Written task: Gather every line in the records below that contains the word "framed", and copy each one out in full.

Supplied records:
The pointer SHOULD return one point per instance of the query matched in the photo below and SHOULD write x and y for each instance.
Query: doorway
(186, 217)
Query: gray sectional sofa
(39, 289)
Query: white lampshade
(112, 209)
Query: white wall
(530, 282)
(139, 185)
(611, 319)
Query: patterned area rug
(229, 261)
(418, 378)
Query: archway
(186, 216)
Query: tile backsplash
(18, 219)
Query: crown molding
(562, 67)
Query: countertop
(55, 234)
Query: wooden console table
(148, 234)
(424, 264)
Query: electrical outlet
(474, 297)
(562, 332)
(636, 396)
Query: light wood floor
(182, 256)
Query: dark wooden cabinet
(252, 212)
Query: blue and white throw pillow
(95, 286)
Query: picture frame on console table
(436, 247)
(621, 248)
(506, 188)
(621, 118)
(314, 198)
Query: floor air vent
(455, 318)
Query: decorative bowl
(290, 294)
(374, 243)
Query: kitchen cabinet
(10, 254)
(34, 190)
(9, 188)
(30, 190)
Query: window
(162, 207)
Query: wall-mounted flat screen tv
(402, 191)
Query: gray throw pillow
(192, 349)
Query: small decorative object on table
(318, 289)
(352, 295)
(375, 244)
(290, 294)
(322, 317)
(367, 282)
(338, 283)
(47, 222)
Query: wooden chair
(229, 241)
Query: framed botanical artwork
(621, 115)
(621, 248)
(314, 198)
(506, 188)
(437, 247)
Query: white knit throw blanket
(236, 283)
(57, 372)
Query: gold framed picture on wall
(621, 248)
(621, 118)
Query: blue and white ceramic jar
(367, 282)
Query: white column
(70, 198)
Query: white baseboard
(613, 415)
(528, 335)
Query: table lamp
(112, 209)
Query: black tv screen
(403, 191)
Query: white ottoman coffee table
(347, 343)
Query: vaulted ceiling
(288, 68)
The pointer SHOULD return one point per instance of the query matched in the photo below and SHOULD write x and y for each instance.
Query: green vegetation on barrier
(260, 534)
...
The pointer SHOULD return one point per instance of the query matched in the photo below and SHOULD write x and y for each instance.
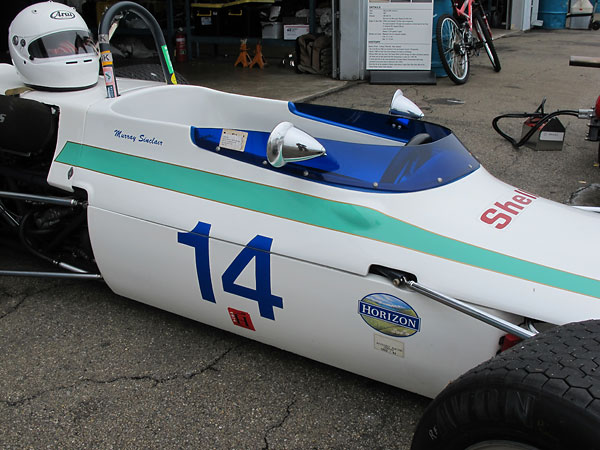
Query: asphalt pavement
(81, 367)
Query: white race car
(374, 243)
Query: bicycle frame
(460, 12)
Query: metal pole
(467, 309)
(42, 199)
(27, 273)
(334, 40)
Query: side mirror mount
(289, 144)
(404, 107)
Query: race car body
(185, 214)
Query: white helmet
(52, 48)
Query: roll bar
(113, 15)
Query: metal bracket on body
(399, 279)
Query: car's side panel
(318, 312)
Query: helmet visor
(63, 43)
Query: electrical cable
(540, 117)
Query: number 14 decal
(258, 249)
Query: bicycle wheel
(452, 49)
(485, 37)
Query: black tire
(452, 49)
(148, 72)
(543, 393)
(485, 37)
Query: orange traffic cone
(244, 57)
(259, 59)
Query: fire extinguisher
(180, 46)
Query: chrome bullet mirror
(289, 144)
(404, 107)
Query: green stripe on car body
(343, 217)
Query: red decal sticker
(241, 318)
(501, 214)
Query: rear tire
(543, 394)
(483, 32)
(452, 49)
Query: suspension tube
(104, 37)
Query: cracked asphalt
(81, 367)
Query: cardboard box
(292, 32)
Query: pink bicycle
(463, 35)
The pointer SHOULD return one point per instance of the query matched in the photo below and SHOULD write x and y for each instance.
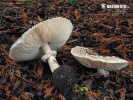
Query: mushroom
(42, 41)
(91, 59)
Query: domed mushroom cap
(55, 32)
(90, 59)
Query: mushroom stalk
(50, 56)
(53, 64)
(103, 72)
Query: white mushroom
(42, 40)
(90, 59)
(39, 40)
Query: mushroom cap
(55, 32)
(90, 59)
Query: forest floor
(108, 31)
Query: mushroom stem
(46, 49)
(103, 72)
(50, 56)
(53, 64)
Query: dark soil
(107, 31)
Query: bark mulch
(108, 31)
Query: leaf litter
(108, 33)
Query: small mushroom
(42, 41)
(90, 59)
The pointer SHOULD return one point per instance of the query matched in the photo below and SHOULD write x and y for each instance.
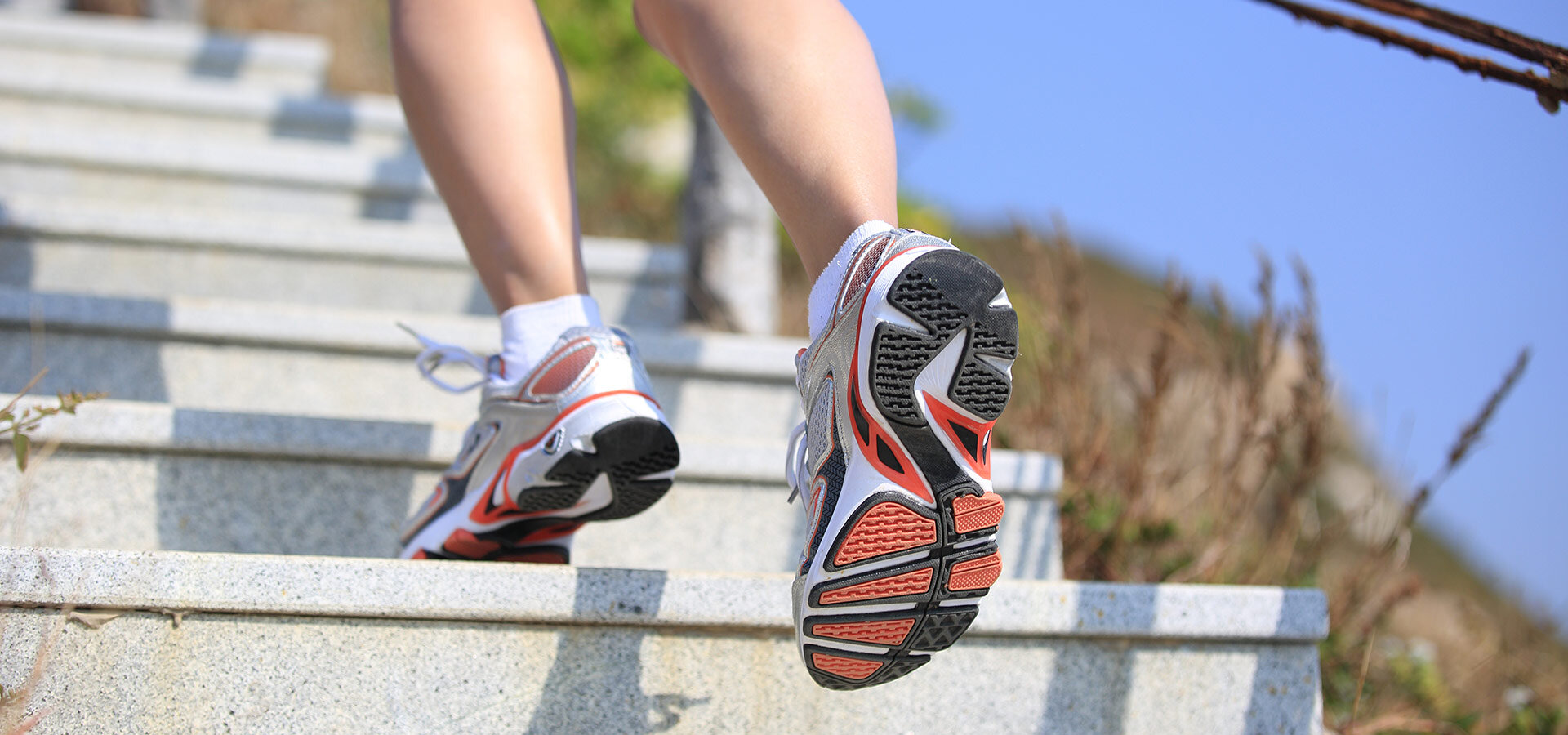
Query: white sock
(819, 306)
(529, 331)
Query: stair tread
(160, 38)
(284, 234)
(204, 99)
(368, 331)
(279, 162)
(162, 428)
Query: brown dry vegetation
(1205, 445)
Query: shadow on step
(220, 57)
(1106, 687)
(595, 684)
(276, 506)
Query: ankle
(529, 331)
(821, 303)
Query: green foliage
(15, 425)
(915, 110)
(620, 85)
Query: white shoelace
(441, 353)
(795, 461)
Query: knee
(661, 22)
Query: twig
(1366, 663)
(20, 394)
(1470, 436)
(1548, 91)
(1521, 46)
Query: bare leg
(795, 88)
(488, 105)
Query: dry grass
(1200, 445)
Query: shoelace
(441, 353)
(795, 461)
...
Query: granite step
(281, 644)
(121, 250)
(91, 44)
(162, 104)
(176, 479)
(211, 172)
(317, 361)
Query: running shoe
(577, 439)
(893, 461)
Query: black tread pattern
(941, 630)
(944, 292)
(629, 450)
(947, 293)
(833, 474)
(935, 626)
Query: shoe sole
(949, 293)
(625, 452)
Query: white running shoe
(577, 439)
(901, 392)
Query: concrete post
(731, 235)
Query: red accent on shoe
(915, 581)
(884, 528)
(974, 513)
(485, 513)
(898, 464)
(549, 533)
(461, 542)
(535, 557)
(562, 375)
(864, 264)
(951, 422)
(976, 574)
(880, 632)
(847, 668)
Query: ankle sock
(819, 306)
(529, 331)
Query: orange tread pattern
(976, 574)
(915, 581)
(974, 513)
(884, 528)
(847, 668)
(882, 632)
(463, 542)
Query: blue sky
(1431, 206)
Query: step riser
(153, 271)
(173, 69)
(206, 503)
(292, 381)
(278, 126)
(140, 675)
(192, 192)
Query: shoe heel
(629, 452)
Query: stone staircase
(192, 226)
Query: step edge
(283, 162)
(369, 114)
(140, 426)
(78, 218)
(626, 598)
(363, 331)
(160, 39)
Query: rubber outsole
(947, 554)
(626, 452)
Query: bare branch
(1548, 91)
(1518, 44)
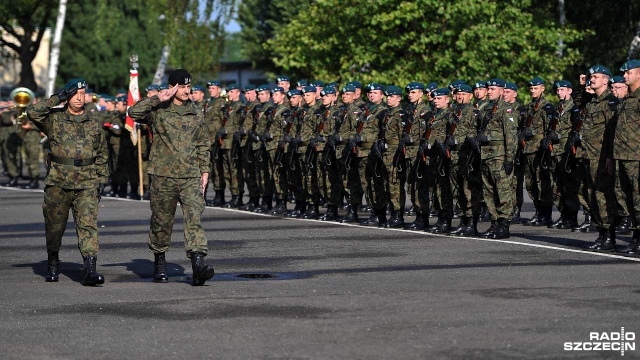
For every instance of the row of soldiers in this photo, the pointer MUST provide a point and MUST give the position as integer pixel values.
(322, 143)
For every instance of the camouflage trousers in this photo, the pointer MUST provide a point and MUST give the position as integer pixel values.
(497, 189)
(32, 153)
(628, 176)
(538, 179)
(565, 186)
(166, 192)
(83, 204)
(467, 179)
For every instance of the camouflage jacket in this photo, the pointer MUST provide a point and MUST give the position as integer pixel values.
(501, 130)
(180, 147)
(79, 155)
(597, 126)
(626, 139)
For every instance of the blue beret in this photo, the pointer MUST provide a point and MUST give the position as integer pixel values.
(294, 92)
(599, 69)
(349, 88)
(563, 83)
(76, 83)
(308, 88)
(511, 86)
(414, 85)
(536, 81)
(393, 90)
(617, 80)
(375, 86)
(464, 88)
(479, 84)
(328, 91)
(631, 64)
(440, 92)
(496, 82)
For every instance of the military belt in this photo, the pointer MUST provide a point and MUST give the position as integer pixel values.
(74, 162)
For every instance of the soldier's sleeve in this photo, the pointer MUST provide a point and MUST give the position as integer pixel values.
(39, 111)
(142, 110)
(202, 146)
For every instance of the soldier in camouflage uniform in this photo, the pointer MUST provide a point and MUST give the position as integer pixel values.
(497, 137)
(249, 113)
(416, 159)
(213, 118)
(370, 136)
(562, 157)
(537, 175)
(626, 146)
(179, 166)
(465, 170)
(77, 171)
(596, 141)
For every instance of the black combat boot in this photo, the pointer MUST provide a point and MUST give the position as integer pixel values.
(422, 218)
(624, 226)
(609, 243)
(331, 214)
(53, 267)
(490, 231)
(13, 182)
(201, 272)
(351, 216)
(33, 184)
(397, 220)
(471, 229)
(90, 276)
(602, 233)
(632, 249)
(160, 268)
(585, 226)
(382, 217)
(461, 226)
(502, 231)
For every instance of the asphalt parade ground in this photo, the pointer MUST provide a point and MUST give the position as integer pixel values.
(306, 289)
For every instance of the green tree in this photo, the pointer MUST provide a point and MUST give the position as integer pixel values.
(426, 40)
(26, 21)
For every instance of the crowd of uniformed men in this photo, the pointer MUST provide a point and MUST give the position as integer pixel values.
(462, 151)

The completed task:
Query: framed botanical artwork
Query: gold framed picture on wall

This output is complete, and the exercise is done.